▶ [INSTRUCTIONS TO FOLLOW]: Continue the blog post below about Diane Ravitch's talk in Cleveland and John Bolton's visit to Oberlin, starting after its final sentence.

Oberlin Blogs
Education, Politics, Education
March 31, 2012
Jacob Lamoureux ’12
There are seven wonderful free days between the end of Winter Term and the start of spring semester, and I used one of them this year to go up to Cleveland with my buddies Rene and Roger to hear a talk by the noted educational historian and commentator Diane Ravitch.
Ravitch is famous for changing her mind about "accountability" and "choice" as solutions to what's ailing American education. Those promoting the policies she once endorsed she now calls "corporate reformers" for their business-minded strategies.
I learned quite a bit from her talk1 and thoroughly appreciated her defense of teaching as a profession, but – long story shortlisted to footnote2 – I disagreed strongly with some of what she had to say. For instance, I have been a fan of (at least the idea & possibilities of) charter schools ever since I represented them in a debate in President Krislov's education policy class.
Now there are definitely too many crappy charter schools, just as there are too many crappy public and private schools, but conveniently unmentioned by Ravitch was any mention of the 17% of charter schools that outperform their fully public counterparts; it seems the best idea is to study these "bright spots" and put the crappy charters on probation, which will lead to unsympathetic shutdown if they fail to improve. (If my points seem weak to you, blame my self-control in eviscerating the wonk talk and resisting the further temptation to fortify my position, mindful that this is an Oberlin Blog post and not an opinion piece in Education Week.)
By the end, I was getting all antsy in my seat because, while Ravitch argued against alternatives, she provided no data in support of why public schools should be the only option. (Perhaps you don't have to justify the choir when you're preaching to it.) I was also turned off by her exaggerations, which ranged from the claim that the U.S. leads the world in child poverty3 to anecdotes about great schools and teachers – her example of a teacher with 92% raised scores failing to get the predicted 93% the following year – getting F's from the District. She also summarily dismissed homeschooling, of which I am a product.
My point, as far as our current discussion is concerned, is that I neglected to raise my hand and challenge her during the Q&A. The nosebleed I got halfway through didn't help, but even without Joe there to help me control it, I can't fully blame it for the fact I didn't ask a question. The event was sponsored by the Cleveland Teachers Union and they loved Ravitch; if the audience had been any friendlier, we would have been at a Quaker meeting. Put differently (and in Roger's words), it was a bit of a circle jerk, and so I kept quiet. The one guy who did challenge Ravitch, on homeschooling, was shouted down by the audience. I wasn't in the mood to have two hundred people scowl me while trying to suppress the nasal flow.
On the other end of the spectrum of audience friendliness, John Bolton recently came to give a talk at Oberlin. If you, like me two days before, have no clue who John Bolton is, here's his Wikipedia entry. In short, he was U.S. ambassador to the UN under Bush II and his stances on foreign policy are strongly neoconservative. At the door, we were handed a sheet from the Dean of Studies Office entitled "General Principles for Dissent/Protest," which included "Responding vocally to the speaker, spontaneously and temporarily, is generally acceptable."
A few of my peers took that to heart straight away. When Bolton finished a sentence with "safe to preserve American prosperity," a girl sitting just in front of me shouted out "for the rich!" Aside from the fairly uncontroversial point that not having nuclear missiles hit U.S. cities is a benefit that extends to sundry socioeconomic demographics, I was rather dismayed at this display of obnoxiousness. But it was only the beginning.

▶ [DATA PROVIDED]:
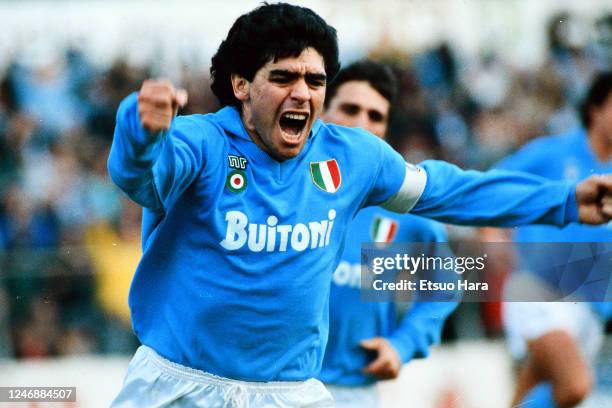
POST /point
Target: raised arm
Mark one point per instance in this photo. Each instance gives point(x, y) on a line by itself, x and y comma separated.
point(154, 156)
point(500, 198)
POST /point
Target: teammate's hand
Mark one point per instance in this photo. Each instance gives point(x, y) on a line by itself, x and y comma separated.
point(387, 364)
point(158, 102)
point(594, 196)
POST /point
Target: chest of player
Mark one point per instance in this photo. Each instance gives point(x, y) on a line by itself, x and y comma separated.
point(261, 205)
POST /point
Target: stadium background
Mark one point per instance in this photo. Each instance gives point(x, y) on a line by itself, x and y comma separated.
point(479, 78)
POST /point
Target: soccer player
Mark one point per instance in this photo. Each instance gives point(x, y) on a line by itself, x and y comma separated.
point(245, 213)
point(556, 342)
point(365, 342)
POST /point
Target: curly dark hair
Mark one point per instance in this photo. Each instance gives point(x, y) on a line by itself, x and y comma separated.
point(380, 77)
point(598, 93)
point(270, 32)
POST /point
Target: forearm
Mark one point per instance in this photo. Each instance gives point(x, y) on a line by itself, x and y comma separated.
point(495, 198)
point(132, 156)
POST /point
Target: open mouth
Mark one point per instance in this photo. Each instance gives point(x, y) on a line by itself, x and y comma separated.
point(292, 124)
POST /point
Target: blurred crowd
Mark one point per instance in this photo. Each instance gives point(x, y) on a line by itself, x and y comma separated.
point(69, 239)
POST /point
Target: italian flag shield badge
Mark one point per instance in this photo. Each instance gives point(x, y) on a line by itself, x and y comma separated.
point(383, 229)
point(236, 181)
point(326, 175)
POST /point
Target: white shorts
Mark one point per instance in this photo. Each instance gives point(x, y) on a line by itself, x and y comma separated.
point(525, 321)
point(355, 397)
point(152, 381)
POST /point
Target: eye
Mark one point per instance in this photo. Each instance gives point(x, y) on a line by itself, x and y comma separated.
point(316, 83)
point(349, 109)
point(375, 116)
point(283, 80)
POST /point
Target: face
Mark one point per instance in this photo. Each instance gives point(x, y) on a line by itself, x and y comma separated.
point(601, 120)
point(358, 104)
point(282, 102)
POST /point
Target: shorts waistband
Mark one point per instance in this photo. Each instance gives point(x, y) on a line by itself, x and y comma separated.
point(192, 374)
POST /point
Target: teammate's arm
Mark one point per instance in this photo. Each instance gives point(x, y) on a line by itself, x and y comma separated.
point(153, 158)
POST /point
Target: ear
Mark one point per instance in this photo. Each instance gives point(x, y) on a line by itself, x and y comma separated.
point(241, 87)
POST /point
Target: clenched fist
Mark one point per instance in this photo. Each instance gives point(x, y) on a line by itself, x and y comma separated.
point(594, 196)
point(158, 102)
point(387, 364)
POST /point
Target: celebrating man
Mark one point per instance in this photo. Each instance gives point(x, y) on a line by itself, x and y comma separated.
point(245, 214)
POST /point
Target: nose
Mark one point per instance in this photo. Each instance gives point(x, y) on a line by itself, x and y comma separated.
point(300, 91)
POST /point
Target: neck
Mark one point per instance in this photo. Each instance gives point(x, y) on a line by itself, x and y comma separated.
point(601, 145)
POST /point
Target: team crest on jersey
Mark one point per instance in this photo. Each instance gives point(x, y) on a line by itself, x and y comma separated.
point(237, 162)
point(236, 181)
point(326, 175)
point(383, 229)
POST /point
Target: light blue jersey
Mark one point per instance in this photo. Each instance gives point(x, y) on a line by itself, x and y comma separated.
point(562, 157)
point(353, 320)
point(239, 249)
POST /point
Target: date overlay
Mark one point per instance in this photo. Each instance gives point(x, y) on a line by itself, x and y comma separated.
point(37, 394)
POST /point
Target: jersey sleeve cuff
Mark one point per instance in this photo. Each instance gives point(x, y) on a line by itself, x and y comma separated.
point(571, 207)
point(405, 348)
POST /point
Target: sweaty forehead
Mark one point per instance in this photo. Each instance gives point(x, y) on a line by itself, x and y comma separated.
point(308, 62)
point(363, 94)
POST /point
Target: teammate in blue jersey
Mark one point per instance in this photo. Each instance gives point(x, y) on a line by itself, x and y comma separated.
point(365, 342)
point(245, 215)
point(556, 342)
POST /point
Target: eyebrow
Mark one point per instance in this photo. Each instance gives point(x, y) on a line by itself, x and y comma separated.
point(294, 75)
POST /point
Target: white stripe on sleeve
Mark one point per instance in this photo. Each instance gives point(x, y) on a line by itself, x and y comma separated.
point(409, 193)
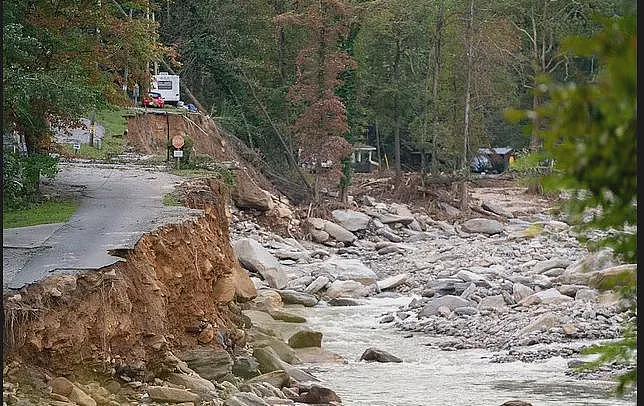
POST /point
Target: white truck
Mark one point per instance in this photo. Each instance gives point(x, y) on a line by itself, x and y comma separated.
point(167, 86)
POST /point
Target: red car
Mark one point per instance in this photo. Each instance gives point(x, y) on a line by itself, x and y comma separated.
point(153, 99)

▶ [THE RESPONSE]:
I think "responding vocally to the speaker, spontaneously and temporarily" is generally unacceptable. The issues Bolton hit on are not black-and-white; we agonize over them in my international democracy course on a daily basis. I can't imagine a student being rude – and cocky – enough to shout out comments in class during a professor's lecture. And yet ten minutes or so into Bolton's speech, as he was making a point about the downside of democracy, someone (same girl, in fact) called out "Better than a dictatorship!" This is often not the case, as she would have known if she'd ever read the first ten pages of Zakaria's The Future of Freedom (something I hadn't done till a month ago and before which life milestone I would have been inclined to agree with her comment, though not her prerogative to shout it out; sort of the anti-Voltaire).
Alas, the more ignorant you are, the more confident you are in your pronouncements; Rush Limbaugh has made a career of this axiom. Still, if a prof took a rare departure from the Socratic method and made a point a student disagreed with, the student would raise his hand, wait to be called on, and stutter out a comment that the professor might then question until the student tripped over his own logic. But in a situation like this when students, armed with their Dissent Handouts, feel virtually encouraged to shout stuff out without having to defend themselves, suddenly everyone's an expert. There was a dude sitting to my right who would chortle – actually chortle! – whenever Bolton made a point he disagreed with. This does not count as creating dialogue.
It wasn't just that these haughty few thought they owed this guy no respect because of the decisions he made while in power; I can at least sympathize with that. What bothered me most was their rudeness towards the townsfolk (and its reciprocation), Bolton fans who had come out to hear him speak. Again, I can't help but imagine interactions between community members and college students outside of this arena. Profuse apologies would follow a bump on the street. If either party learned the political leaning of the other during a casual conversation, little would be made of it. But at this talk, the same student who could very well tutor these people's kids at Oberlin High School felt justified shoving the Dissent Handout into a man's face after he turned around to tell him to stop disrupting the speech. Talk about town-gown problems.
After a while, our "for the rich" friend got restless and stood up mid-lecture to start delivering her own. She eventually announced "I'm leaving" – to great cheers from audience – "to protest imperialism" and told everyone who agreed to follow her out. "We are the 99%," she cheered, and you could only admire her confident use of the plural. No one else in the room had gotten up, except Dean Estes, who was approaching to escort her out. "C'mon, guys," the Pied Piper said. "C'mon!" Maybe two other people left the lecture hall.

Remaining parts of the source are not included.